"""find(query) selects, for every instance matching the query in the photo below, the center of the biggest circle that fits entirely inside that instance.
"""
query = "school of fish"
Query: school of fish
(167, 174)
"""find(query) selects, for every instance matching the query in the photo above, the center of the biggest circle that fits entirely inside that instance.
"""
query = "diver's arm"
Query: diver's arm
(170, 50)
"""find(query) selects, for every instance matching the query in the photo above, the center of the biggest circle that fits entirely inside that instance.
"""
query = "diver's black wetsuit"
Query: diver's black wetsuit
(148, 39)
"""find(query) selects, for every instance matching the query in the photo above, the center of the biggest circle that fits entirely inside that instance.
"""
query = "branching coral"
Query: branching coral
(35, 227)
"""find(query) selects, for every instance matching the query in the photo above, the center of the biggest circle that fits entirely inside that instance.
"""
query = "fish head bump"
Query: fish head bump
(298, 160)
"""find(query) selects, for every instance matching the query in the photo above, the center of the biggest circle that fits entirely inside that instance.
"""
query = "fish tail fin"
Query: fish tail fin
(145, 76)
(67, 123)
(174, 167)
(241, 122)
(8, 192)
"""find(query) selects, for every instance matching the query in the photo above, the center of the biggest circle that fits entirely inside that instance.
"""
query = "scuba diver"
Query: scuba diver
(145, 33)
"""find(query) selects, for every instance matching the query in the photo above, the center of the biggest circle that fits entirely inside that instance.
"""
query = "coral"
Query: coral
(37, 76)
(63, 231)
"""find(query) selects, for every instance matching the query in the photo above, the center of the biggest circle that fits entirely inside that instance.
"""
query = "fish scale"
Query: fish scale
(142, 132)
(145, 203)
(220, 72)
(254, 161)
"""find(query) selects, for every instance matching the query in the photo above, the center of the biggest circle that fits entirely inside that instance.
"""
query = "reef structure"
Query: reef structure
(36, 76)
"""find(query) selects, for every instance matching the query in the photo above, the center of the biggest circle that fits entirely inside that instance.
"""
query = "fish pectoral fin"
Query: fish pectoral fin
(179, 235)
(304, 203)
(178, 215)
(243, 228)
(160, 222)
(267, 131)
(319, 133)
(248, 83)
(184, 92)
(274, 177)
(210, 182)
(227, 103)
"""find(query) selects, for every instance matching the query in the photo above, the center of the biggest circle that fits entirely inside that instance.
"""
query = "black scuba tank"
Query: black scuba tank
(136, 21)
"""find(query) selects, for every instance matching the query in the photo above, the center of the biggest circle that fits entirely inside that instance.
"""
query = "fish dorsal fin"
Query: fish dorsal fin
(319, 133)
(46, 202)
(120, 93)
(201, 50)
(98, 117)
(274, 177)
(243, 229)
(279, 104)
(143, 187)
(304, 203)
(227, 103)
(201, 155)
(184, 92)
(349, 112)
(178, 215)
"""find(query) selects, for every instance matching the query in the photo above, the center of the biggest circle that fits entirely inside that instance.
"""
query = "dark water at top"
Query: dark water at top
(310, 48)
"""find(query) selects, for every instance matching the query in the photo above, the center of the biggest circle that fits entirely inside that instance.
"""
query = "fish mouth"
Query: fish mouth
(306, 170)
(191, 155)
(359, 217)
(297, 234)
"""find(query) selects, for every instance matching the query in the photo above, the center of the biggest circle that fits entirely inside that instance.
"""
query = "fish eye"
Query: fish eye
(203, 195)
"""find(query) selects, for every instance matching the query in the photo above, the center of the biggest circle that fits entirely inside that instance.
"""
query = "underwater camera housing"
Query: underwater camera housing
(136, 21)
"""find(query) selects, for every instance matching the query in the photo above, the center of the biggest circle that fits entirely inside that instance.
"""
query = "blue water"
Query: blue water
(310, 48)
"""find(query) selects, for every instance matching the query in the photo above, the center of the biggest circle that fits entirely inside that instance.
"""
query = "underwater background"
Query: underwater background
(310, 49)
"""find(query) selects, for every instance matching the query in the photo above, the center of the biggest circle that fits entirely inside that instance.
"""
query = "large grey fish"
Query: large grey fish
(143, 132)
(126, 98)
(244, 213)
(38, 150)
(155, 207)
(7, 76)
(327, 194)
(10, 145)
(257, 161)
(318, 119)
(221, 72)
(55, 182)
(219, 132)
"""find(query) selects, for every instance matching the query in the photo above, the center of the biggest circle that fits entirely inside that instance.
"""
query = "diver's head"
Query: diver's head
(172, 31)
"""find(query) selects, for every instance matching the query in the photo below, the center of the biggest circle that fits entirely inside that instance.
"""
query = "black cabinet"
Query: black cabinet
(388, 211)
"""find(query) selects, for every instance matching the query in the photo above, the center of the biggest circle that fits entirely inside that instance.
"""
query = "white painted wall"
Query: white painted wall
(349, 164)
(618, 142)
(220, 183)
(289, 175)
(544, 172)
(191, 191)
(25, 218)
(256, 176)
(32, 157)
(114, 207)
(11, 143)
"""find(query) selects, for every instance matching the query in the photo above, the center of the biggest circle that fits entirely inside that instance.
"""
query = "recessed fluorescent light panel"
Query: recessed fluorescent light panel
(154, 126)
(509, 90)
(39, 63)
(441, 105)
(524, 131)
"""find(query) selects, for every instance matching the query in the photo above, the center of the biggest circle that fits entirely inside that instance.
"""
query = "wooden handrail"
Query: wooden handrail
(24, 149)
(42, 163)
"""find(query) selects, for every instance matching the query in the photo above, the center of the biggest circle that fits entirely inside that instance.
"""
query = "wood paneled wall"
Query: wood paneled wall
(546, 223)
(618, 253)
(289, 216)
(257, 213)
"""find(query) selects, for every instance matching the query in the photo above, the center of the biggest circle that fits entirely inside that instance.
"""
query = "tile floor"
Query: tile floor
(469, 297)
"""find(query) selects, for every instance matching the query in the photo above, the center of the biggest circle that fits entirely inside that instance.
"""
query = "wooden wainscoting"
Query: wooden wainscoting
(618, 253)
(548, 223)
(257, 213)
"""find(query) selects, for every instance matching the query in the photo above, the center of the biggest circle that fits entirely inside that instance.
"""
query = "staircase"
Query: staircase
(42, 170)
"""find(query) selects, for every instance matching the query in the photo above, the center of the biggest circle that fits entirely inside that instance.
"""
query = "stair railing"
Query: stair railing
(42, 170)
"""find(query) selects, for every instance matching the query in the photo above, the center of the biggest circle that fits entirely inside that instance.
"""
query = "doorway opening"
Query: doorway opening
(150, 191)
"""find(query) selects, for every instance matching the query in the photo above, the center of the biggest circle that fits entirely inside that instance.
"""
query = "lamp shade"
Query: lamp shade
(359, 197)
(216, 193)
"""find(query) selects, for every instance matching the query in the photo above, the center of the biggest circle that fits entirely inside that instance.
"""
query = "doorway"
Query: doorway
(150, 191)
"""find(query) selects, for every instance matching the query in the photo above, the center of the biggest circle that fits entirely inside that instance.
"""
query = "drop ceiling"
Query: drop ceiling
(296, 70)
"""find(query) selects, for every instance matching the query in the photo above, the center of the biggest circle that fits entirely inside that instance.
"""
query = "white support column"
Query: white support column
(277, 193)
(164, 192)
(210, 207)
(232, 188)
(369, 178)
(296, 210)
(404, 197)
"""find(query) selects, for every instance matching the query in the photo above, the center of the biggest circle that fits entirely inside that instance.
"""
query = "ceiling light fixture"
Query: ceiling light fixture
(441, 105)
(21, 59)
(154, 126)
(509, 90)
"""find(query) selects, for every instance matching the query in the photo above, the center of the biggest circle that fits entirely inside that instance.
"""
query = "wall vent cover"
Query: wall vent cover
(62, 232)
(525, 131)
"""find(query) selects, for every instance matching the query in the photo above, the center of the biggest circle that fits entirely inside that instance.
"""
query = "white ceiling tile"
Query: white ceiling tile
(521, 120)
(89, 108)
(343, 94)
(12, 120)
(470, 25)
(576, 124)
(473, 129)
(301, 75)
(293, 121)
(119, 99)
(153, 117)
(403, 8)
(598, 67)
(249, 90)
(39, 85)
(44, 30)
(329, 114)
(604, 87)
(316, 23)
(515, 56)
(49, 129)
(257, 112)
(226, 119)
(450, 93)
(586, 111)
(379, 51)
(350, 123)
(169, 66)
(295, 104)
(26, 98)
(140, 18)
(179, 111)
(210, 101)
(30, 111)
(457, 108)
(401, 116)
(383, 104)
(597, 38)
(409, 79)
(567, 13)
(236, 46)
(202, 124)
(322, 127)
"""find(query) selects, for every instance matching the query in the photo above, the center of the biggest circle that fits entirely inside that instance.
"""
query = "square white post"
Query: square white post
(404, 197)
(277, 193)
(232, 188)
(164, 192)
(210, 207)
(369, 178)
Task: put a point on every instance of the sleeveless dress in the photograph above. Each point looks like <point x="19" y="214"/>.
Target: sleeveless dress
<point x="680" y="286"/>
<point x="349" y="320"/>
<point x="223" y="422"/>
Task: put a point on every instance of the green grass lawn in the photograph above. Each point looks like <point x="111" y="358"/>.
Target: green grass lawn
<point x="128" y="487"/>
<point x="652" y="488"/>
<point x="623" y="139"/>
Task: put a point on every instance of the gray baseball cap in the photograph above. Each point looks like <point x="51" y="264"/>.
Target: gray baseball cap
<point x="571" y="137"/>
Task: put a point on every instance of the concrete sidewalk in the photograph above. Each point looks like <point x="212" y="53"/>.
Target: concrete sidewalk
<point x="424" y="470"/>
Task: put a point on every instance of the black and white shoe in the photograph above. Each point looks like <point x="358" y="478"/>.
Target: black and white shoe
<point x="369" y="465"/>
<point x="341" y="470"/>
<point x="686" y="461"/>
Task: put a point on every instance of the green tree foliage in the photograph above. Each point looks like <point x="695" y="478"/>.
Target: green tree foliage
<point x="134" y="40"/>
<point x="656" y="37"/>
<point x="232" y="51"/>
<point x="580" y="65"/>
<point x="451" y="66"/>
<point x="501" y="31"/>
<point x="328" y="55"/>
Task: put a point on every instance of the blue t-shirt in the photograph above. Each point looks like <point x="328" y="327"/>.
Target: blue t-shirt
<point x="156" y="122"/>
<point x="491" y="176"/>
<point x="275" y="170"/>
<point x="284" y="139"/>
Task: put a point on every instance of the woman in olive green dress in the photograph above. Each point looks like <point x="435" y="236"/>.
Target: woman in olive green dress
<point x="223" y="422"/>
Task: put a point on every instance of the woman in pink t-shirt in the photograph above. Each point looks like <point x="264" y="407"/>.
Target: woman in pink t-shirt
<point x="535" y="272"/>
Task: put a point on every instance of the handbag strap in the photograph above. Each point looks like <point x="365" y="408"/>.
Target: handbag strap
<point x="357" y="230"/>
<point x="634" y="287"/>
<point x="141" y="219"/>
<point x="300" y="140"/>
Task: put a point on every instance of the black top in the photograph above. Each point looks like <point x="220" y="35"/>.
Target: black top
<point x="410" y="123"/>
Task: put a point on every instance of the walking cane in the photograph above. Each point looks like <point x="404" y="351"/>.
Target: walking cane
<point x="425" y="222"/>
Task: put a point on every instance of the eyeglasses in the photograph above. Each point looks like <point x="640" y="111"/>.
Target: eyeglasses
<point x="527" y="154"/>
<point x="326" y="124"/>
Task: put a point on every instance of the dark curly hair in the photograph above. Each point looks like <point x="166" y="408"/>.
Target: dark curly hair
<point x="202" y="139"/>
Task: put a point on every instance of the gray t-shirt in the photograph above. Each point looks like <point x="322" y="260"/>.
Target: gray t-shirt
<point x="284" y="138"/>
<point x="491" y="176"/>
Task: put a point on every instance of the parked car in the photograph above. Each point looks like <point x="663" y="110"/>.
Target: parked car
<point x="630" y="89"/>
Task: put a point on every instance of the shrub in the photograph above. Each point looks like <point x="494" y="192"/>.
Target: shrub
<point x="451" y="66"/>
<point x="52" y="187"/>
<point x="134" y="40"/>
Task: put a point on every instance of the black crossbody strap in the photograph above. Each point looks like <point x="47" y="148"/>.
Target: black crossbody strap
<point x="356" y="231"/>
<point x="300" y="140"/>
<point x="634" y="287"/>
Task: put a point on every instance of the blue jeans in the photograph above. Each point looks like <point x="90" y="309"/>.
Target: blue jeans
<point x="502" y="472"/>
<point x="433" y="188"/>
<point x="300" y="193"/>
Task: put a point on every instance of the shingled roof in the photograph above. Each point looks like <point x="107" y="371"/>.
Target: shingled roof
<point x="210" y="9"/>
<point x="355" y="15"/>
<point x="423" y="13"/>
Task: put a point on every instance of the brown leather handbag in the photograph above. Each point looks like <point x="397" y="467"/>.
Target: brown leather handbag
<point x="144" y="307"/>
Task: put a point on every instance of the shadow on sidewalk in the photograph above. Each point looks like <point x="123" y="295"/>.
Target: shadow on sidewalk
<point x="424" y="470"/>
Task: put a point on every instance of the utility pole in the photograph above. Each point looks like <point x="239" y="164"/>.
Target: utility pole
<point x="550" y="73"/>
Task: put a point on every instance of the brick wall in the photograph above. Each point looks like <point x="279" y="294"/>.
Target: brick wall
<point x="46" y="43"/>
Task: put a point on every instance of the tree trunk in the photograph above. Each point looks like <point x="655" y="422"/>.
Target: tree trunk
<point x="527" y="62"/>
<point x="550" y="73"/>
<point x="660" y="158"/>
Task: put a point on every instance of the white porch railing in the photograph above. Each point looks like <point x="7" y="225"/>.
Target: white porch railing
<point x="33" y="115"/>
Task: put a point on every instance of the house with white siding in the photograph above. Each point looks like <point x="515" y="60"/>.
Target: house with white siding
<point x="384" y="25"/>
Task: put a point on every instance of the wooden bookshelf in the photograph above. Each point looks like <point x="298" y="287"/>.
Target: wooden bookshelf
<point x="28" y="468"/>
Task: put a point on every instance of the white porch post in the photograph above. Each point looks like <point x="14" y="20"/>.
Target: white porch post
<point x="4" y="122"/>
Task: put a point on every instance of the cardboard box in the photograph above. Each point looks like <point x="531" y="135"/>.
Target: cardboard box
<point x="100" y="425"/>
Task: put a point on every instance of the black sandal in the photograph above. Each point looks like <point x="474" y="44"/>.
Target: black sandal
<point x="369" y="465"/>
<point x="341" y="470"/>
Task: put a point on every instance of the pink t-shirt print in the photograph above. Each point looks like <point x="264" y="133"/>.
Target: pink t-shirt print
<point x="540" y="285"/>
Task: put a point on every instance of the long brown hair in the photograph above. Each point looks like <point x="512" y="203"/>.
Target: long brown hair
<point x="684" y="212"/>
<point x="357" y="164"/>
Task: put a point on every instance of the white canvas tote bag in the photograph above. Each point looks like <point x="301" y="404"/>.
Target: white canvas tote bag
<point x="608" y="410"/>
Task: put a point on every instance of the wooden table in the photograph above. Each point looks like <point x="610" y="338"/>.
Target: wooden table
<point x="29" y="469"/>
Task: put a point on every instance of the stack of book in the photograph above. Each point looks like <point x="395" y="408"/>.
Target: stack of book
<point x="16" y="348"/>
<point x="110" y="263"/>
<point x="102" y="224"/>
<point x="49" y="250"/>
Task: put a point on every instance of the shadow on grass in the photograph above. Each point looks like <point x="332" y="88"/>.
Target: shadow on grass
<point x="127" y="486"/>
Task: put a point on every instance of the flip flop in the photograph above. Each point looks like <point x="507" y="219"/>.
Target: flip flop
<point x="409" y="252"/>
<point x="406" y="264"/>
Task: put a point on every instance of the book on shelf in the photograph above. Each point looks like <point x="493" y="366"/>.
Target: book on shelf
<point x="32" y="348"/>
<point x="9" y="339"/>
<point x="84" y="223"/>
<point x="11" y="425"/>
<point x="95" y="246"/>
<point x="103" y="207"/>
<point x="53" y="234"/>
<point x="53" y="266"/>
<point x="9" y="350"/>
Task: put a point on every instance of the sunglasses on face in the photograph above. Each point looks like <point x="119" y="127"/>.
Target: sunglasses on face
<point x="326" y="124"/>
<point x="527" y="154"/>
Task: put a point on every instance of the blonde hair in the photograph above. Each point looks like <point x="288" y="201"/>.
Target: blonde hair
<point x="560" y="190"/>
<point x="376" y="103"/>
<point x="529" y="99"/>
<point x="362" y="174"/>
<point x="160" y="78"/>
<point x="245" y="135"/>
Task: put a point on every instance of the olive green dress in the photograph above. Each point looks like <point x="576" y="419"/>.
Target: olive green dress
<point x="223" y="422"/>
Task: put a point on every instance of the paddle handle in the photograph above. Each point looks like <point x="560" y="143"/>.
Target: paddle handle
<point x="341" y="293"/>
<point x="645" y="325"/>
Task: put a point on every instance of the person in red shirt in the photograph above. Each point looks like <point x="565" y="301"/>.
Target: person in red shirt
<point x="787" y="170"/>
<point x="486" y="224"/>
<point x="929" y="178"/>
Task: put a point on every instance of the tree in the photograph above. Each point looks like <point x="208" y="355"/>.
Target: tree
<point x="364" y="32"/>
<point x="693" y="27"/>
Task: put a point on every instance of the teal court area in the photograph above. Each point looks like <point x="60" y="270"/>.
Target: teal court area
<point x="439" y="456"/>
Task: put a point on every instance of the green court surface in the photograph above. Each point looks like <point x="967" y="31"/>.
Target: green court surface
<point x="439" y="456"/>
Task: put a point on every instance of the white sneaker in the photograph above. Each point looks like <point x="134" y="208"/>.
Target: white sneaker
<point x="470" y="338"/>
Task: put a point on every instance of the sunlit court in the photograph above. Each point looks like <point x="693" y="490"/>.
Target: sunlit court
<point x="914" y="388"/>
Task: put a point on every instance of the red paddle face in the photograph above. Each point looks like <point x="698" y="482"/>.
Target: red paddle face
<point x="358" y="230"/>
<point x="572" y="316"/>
-.-.-
TASK PROMPT:
Please output the lines of the listing above that fall in the stretch from the one with "Target: concrete sidewalk" through the one with "Task: put a point on every instance of the green tree", exactly and only those.

TASK RESPONSE:
Target: concrete sidewalk
<point x="424" y="470"/>
Task: put a point on every instance of the black and white shoe in the photograph above. Each point looks like <point x="358" y="478"/>.
Target: black and white shoe
<point x="369" y="465"/>
<point x="341" y="470"/>
<point x="686" y="461"/>
Task: put a point on every instance of the green tree foliage in the photograph above. Each point looks like <point x="695" y="478"/>.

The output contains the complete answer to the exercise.